### Given exercise
Render every line of the data below as a numbered list, leaving out any blank lines.

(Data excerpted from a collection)
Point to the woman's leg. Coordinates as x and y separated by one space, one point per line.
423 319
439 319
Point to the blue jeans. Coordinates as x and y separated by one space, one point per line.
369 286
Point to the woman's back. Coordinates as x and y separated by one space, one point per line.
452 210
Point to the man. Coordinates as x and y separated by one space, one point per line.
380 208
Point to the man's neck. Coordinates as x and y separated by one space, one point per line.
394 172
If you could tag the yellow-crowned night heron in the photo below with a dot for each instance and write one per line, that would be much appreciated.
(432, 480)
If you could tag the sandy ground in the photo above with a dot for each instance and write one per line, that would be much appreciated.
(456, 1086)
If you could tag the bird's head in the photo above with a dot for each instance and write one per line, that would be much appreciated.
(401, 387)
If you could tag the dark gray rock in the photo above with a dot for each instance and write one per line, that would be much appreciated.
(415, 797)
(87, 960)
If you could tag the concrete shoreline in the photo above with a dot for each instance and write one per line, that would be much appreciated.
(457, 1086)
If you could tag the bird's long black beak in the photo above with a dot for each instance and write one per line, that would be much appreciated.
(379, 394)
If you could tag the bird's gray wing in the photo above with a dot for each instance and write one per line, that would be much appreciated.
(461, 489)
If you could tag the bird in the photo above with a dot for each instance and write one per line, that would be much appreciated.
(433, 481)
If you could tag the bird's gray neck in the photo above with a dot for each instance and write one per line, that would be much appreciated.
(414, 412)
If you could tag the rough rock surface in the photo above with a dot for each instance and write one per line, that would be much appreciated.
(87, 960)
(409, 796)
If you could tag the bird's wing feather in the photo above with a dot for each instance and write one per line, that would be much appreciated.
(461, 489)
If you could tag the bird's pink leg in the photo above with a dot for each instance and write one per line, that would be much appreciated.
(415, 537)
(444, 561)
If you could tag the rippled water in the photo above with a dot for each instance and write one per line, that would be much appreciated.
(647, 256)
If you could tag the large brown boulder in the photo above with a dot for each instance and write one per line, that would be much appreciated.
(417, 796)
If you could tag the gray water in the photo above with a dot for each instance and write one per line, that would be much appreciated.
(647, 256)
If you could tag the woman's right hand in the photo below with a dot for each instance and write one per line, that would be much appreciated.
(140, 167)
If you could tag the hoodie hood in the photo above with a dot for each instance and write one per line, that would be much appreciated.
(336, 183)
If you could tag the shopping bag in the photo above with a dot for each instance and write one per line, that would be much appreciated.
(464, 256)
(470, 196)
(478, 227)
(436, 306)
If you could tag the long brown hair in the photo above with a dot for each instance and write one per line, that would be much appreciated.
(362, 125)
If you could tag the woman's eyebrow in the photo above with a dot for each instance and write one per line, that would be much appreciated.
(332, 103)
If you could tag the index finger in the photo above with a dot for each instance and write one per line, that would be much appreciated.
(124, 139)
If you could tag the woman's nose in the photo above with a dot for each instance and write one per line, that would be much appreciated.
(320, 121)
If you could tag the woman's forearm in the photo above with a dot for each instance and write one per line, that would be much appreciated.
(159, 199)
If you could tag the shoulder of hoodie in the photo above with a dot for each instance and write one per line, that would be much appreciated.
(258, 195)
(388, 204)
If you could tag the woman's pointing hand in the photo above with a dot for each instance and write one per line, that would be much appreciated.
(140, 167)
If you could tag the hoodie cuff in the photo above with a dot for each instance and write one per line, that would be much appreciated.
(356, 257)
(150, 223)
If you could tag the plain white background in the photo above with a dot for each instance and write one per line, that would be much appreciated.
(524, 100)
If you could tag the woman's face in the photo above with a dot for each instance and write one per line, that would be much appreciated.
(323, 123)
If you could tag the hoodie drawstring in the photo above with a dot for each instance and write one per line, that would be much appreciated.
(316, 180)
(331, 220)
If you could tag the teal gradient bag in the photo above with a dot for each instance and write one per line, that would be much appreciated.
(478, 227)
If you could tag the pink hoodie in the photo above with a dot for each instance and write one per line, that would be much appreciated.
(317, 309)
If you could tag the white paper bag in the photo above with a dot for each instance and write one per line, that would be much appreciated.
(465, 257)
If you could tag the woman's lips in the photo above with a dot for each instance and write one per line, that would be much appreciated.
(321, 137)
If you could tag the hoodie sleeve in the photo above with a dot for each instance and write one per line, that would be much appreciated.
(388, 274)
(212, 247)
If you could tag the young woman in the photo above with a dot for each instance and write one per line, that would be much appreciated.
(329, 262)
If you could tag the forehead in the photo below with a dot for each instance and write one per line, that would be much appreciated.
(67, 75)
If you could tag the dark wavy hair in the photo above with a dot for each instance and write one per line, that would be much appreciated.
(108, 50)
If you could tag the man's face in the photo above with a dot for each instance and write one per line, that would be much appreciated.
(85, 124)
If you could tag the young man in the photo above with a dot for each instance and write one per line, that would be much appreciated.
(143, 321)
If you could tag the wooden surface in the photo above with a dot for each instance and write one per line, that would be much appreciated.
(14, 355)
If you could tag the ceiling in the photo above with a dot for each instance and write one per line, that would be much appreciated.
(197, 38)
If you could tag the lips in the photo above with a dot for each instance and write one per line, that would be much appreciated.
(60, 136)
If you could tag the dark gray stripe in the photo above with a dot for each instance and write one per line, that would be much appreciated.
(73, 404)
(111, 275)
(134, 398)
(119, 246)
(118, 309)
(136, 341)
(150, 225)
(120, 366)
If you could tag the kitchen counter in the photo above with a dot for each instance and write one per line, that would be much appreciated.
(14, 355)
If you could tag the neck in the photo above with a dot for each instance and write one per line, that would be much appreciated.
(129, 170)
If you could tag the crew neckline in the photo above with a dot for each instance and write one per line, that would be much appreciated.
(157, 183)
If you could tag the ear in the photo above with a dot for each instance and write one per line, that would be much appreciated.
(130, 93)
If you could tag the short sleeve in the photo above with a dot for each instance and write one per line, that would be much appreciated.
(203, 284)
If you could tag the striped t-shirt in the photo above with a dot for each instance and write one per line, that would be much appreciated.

### Answer for the task
1. Point to the woman's leg. Coordinates as x and y separated by one space, one point per line.
2. 423 319
3. 439 319
4. Point to the blue jeans. Coordinates as x and y separated by one space, one point per line.
5. 369 286
6. Point to the woman's back. Coordinates as x and y separated by one space, one point per line.
7. 452 210
8. Point to the man. Coordinates as x and y separated by one space, one point per line.
9. 380 208
10. Point to the man's neck. Coordinates as x and y separated by one space, one point per line.
11. 394 172
12. If you could tag the yellow-crowned night heron in the photo below with a dot for each instance and write one per line, that would be much appreciated.
13. (432, 480)
14. If you could tag the sandy ground in the photo above with a dot for each instance and write one per line, that would be much appreciated.
15. (456, 1086)
16. If you could tag the bird's head in the photo above with a dot for each instance and write one per line, that would be much appreciated.
17. (401, 387)
18. If you could tag the dark gray rock in the photo above with a dot for each instance and write one per line, that would be much appreciated.
19. (415, 797)
20. (87, 960)
21. If you could tag the concrete shoreline in the photo above with a dot for each instance and write one per line, that would be much appreciated.
22. (457, 1086)
23. If you could tag the bird's long black beak in the photo above with a dot for each instance and write one per line, that would be much appreciated.
24. (379, 394)
25. If you could tag the bird's gray wing in the photo above with a dot for each instance and write one per line, that would be much appreciated.
26. (461, 489)
27. If you could tag the bird in the photo above with a dot for each instance and write one per line, that would be much appreciated.
28. (433, 481)
29. If you could tag the bird's gray neck in the photo above with a dot for each instance and write one per line, that would be much appreciated.
30. (414, 412)
31. If you could tag the rough rock surface in the photo above with a dot for each instance and write one per line, that would be much appreciated.
32. (87, 960)
33. (409, 796)
34. If you could tag the bird's wing feather in the photo above with a dot for each instance and write one per line, that would be much appreciated.
35. (461, 489)
36. If you could tag the bird's pink leg in the photo above with a dot for each instance and write one per line, that would be much appreciated.
37. (415, 537)
38. (444, 561)
39. If you could tag the rippled water in the photo above with a dot for each instance and write one per line, that would be much appreciated.
40. (647, 256)
41. If you could tag the large brown boulder in the photo above with a dot for each instance and write one per line, that would be much appreciated.
42. (417, 796)
43. If you could tag the gray water in the photo above with a dot for each instance and write one per line, that would be much appreciated.
44. (647, 256)
45. If you could tag the woman's right hand in the photo below with a dot for each instance and write one per line, that would be much appreciated.
46. (140, 167)
47. If you could tag the hoodie hood in the photo above with a dot for each instance and write one per line, that would be much appreciated.
48. (336, 183)
49. If you could tag the shopping bag in the photo above with a dot for each instance and write one per line, that would be much appreciated.
50. (464, 256)
51. (470, 196)
52. (478, 227)
53. (436, 306)
54. If you could tag the long brown hair in the photo above with a dot for each instance and write one per line, that would be much appreciated.
55. (362, 125)
56. If you could tag the woman's eyebrow in the photo above with a dot for each instance and write one per line, that would be much appreciated.
57. (332, 103)
58. If you could tag the index finger in the photo above with a dot for each instance and write one per line, that would be much appreciated.
59. (124, 139)
60. If you could tag the woman's nose in the photo above with a dot for each instance and write one per line, that would be much appreciated.
61. (320, 121)
62. If you could tag the woman's forearm in the photo above with a dot for each instance and write one per line, that would be much appreciated.
63. (159, 199)
64. If you could tag the shoulder of hoodie in the photo above with a dot for each instance and write one per line, that would be much appreciated.
65. (258, 195)
66. (388, 204)
67. If you could tag the woman's pointing hand in the photo above with a dot for each instance and write one per line, that would be much appreciated.
68. (140, 167)
69. If you could tag the hoodie cuff in the photo above with a dot for each instance and write one per line, that would be much appreciated.
70. (356, 257)
71. (150, 223)
72. If you could tag the plain white background in the photo above with a dot for each instance and write one per line, that would be much appreciated.
73. (524, 100)
74. If you could tag the woman's face in the photo above with a dot for each instance and write one per line, that would be much appreciated.
75. (323, 123)
76. If you could tag the hoodie drawstring in the photo above with a dot for each instance and write one per line, that would be much appreciated.
77. (316, 180)
78. (331, 220)
79. If you could tag the teal gradient bag in the photo above with a dot for each instance and write one per line, that would be much appreciated.
80. (478, 227)
81. If you could tag the pink hoodie in the photo above with a dot for each instance and write one per line, that would be much appreciated.
82. (317, 309)
83. If you could tag the white paper bag in the photo above with a dot for each instance and write one per line, that would be much appreciated.
84. (465, 257)
85. If you could tag the woman's lips in the photo above with a dot for each instance and write one per line, that would be much appreciated.
86. (321, 137)
87. If you could tag the hoodie sleeve in the photo above with a dot for each instance and write one per line, that would be much appreciated.
88. (388, 274)
89. (212, 247)
90. If you could tag the young woman in the photo above with a dot for each instance and write one per line, that would be much appreciated.
91. (329, 262)
92. If you could tag the forehead in the photo below with a dot for each instance and write one per line, that would be much appreciated.
93. (67, 75)
94. If you could tag the dark wavy hair in the photo above with a dot for each instance and write one per line, that would be much appreciated.
95. (108, 50)
96. If you could tag the man's face in the photo above with a dot for each instance and write one per line, that would be much appreciated.
97. (85, 124)
98. If you could tag the young man in the photo above with a dot for each instance and write one per line, that would be much appreciated.
99. (143, 321)
100. If you could tag the wooden surface in the photo above with a dot for each instance and write one per line, that would be much appreciated.
101. (14, 355)
102. If you could tag the ceiling in the photo above with a dot for each instance and write one per line, that would be much appreciated.
103. (197, 38)
104. If you could tag the lips in the photo above with a dot for each instance and write one per line, that would be much appreciated.
105. (60, 136)
106. If you could tag the dark gray stripe in the photo above with a dot for each instance and write one per line, that would be much appreciated.
107. (73, 404)
108. (111, 275)
109. (134, 398)
110. (119, 246)
111. (118, 309)
112. (136, 341)
113. (150, 225)
114. (120, 366)
115. If you could tag the kitchen counter in the photo above with a dot for each instance and write one per line, that would be much appreciated.
116. (14, 355)
117. If you could tag the neck in the photo above with a dot for each instance and write one per line, that would be much appreciated.
118. (129, 170)
119. If you could tag the crew neckline in the photo above with a dot for each instance and write one per line, that would be much appreciated.
120. (157, 183)
121. If you could tag the ear in the photo above with a dot for each instance and write one per line, that would be much appreciated.
122. (130, 93)
123. If you could tag the short sleeve in the photo above with a dot for each instance and write one per line, that would be much appreciated.
124. (203, 284)
125. If you could tag the striped t-shirt in the photo above with a dot for each instance and write one per line, that would be much appreciated.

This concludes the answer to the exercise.